-- DATA FOR PROCESSING follows --

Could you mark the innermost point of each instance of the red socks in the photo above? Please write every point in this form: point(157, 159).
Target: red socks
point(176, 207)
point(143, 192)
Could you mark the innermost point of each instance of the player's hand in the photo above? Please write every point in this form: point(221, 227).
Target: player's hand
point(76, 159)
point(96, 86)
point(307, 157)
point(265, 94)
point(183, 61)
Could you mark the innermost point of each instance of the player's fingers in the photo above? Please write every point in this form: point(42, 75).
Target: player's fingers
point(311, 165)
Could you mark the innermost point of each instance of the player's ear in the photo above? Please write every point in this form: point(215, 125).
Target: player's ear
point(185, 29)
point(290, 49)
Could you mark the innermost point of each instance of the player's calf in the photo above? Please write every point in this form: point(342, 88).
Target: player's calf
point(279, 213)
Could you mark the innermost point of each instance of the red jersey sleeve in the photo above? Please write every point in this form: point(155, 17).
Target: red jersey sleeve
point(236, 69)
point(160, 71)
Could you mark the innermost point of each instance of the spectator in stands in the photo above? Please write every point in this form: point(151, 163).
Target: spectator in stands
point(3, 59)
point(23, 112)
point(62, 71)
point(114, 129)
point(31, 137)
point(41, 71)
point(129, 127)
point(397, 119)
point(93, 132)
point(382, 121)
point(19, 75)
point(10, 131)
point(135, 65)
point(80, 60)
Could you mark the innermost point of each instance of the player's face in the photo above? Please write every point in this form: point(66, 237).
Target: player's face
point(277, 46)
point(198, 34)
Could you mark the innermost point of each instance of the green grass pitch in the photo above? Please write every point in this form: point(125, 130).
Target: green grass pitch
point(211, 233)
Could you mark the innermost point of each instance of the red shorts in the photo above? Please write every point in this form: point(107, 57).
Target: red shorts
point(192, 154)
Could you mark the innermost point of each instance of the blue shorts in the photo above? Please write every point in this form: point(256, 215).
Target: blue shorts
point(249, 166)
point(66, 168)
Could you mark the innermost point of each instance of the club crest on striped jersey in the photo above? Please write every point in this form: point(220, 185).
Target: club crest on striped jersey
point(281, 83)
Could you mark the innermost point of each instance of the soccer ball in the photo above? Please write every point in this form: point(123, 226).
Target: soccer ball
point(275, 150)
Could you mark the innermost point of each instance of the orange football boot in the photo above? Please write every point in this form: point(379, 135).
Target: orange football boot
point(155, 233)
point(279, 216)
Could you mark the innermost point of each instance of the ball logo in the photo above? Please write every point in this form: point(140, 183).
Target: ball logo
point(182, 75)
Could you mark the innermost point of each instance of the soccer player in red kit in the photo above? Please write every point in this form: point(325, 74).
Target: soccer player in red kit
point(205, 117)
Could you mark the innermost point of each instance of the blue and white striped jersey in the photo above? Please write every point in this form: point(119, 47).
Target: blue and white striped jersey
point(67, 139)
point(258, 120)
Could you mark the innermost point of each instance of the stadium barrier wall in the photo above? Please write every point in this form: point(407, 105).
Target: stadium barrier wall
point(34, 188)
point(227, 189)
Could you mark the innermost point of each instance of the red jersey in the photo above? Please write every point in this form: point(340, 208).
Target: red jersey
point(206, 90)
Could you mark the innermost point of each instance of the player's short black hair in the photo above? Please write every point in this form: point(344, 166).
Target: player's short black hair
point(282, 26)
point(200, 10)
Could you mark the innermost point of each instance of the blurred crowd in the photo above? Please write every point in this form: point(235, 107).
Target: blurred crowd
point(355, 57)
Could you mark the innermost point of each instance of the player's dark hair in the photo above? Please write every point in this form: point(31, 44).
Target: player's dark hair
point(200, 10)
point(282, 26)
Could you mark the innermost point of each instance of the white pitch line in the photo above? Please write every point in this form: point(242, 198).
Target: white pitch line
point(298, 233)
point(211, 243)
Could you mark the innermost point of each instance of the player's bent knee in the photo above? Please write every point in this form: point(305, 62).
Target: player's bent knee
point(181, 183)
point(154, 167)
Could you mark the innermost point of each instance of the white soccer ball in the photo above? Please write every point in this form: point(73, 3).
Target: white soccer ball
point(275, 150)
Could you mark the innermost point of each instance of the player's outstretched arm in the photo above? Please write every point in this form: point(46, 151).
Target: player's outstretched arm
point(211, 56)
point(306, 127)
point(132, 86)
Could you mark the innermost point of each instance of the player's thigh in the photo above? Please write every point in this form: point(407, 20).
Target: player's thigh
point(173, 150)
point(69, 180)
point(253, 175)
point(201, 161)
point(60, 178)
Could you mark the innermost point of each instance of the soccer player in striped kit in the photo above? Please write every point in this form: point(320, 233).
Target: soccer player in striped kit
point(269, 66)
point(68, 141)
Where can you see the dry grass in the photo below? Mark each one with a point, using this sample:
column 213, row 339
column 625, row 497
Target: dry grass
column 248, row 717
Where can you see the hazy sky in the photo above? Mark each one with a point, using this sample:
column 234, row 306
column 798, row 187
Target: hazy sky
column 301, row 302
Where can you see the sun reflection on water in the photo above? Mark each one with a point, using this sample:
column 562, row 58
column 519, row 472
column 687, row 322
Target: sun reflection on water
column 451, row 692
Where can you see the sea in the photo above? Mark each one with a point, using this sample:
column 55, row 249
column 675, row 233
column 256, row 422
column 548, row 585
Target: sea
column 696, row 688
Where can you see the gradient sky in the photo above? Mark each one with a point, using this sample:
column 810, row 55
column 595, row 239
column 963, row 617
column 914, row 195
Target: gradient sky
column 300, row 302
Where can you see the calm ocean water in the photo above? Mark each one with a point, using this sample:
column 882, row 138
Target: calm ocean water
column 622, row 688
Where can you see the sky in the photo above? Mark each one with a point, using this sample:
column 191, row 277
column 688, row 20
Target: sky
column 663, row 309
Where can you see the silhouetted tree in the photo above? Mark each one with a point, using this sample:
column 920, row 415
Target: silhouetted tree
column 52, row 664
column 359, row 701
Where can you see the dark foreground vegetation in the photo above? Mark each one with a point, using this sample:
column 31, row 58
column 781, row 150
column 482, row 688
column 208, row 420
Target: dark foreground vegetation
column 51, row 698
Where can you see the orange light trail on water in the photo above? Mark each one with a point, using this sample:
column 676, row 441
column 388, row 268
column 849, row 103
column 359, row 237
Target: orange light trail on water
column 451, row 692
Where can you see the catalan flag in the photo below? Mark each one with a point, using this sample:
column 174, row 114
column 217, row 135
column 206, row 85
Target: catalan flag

-- DATA FOR PROCESSING concluded --

_YOUR TASK:_ Every entry must be duplicated exactly as it was written.

_OUTPUT BELOW:_
Could you mark the innermost point of each instance of the red socks in the photo above? Please write every point in this form: point(157, 159).
Target: red socks
point(176, 207)
point(143, 192)
Could you mark the innermost point of each instance of the player's hand in the photo above? Please write every point in this form: point(221, 227).
Target: player's hand
point(76, 159)
point(96, 86)
point(307, 157)
point(265, 94)
point(183, 61)
Could you mark the innermost point of each instance of the player's fingers in the photo above? Please write every point in this form: point(42, 75).
Target: player's fingers
point(311, 165)
Could you mark the innermost point of each instance of the player's ear in the photo above? Please write every point in this form: point(215, 125).
Target: player's ear
point(185, 29)
point(290, 49)
Could you mark the innermost point of each instance of the player's calf in the photo above? Please write every point in this form: point(342, 88).
Target: player's calf
point(279, 213)
Could you mark the innermost point of each instance of the red jersey sleeve in the photo above? Please write every point in this form: point(155, 17).
Target: red jersey sleeve
point(236, 69)
point(160, 71)
Could you mark the innermost point of each instance of the spectator in stands in the photo above? Please write every point in this form: point(151, 163).
Target: spectator in stands
point(3, 59)
point(23, 112)
point(62, 71)
point(114, 129)
point(31, 137)
point(41, 71)
point(129, 127)
point(397, 119)
point(93, 132)
point(382, 121)
point(19, 75)
point(10, 131)
point(135, 65)
point(80, 60)
Could you mark the innermost point of each instance of the player's face in the photo above? Please write every point in this form: point(66, 237).
Target: player's face
point(277, 46)
point(198, 34)
Could you mark the innermost point of each instance of the green grass pitch in the photo above? Please write every point in this form: point(125, 130).
Target: green grass pitch
point(211, 233)
Could you mark the innermost point of each instance of the red shorts in the photo above? Please write every point in this form: point(107, 57).
Target: red shorts
point(192, 154)
Could you mark the innermost point of each instance of the blue shorts in the photo above? Please write every point in this form: point(256, 215).
Target: blue shorts
point(249, 166)
point(66, 168)
Could you mark the innermost point of each instance of the club crest on striped jersey in the photo above? Please write every point in this form: point(220, 185).
Target: club crest on striped jersey
point(281, 83)
Could you mark the innermost point of each instance of the soccer ball in the photo above? Please write every point in this form: point(123, 226).
Target: soccer ball
point(275, 150)
Could you mark the innermost point of each instance of the orange football boot in the photo above? Please write every point in this form: point(379, 135).
Target: orange football boot
point(155, 233)
point(279, 216)
Could you mark the innermost point of each instance of the ball logo in the photo above? Please write every point in this form: point(140, 183).
Target: ball logo
point(182, 75)
Could you mark the innermost point of each instance of the soccer player in red kit in the photo above? Please write every point in this form: point(325, 74).
Target: soccer player in red kit
point(205, 117)
Could you mark the innermost point of each instance of the blue and white striped jersey in the photo above? Please write every point in this form: point(119, 47).
Target: blue and white striped jersey
point(67, 139)
point(258, 120)
Could you mark the innermost point of each instance of the stadium barrier wall in the photo above? Please write every point in this form: point(407, 105).
Target: stadium barrier wall
point(34, 188)
point(227, 189)
Could you mark the innermost point of each instance of the red jersey in the photo above? Please write every point in this form: point(340, 208).
Target: red jersey
point(206, 90)
Could you mark the innermost point of each instance of the player's short black hair in the photo above? Please write every point in this form: point(344, 166).
Target: player's short black hair
point(282, 26)
point(200, 10)
Could you mark the innermost point of each instance of the blurred crowd in the photo above? Please write every point in this form: point(235, 107).
Target: blurred crowd
point(355, 57)
Could you mark the innermost point of each instance of the player's dark hair in the photo above? Please write every point in this form: point(31, 44).
Target: player's dark hair
point(200, 10)
point(282, 26)
Could you mark the innermost point of each instance of the white pitch line in the photo above? Please write every point in this form: point(242, 198).
Target: white pitch line
point(298, 233)
point(211, 243)
Could you mark the innermost point of each instance of the player's bent knee in the photo above? Please write every point in this form: point(305, 62).
Target: player's bent knee
point(181, 183)
point(154, 167)
Could you mark the innermost point of each instance of the white soccer ball in the photo above? Please write every point in this form: point(73, 3).
Target: white soccer ball
point(275, 150)
Could you mark the innermost point of each instance of the player's outstretched arm in the photo above? Please write every point in this form: point(46, 151).
Target: player's outstretched arm
point(211, 56)
point(306, 127)
point(132, 86)
Could you mark the innermost point of each instance of the player's thigh in the photo above? Please write every point in this form: point(407, 20).
Target: player's thigh
point(173, 150)
point(69, 180)
point(253, 175)
point(201, 161)
point(60, 178)
Could you mark the innermost point of each instance of the soccer player in striped kit in the photo above? Please write every point in this form: point(320, 233).
Target: soccer player in striped kit
point(269, 66)
point(68, 141)
Where can you see the dry grass in the photo below? Mark each one with a point, using this sample:
column 213, row 339
column 625, row 497
Target: dry grass
column 248, row 717
Where can you see the hazy sky in the photo above? Mark each one with a point, using this sample:
column 234, row 306
column 798, row 187
Target: hazy sky
column 301, row 302
Where can you see the sun reflection on water in the photo above? Mark each one with a point, using this sample:
column 562, row 58
column 519, row 472
column 687, row 322
Target: sun reflection on water
column 451, row 692
Where can you see the sea in the photo above? Mark each one with a point, using this sample:
column 55, row 249
column 675, row 233
column 256, row 422
column 548, row 585
Target: sea
column 696, row 688
Where can you see the gradient sky in the photo above? Mark each one with a point, using this sample:
column 810, row 55
column 595, row 239
column 963, row 617
column 914, row 195
Target: gradient sky
column 300, row 302
Where can you see the calm ocean water in the photo above? Mark each one with a point, using this sample:
column 882, row 138
Target: calm ocean water
column 622, row 688
Where can you see the sky in the photo above? Mark each one with a point, using this sample:
column 191, row 277
column 688, row 20
Target: sky
column 663, row 309
Where can you see the silhouetted tree in the photo above? Mark each one with a point, using this sample:
column 920, row 415
Target: silhouetted tree
column 52, row 664
column 359, row 701
Where can you see the dark foreground vegetation in the photo above? Mark each one with a point, using this sample:
column 31, row 58
column 781, row 150
column 482, row 688
column 208, row 420
Target: dark foreground vegetation
column 51, row 698
Where can you see the orange light trail on water in the photo above? Mark each one with a point, using this sample:
column 676, row 441
column 388, row 268
column 849, row 103
column 359, row 237
Target: orange light trail on water
column 451, row 692
Where can you see the catalan flag in the photo below? Mark each one with a point, using this sample:
column 174, row 114
column 217, row 135
column 206, row 85
Target: catalan flag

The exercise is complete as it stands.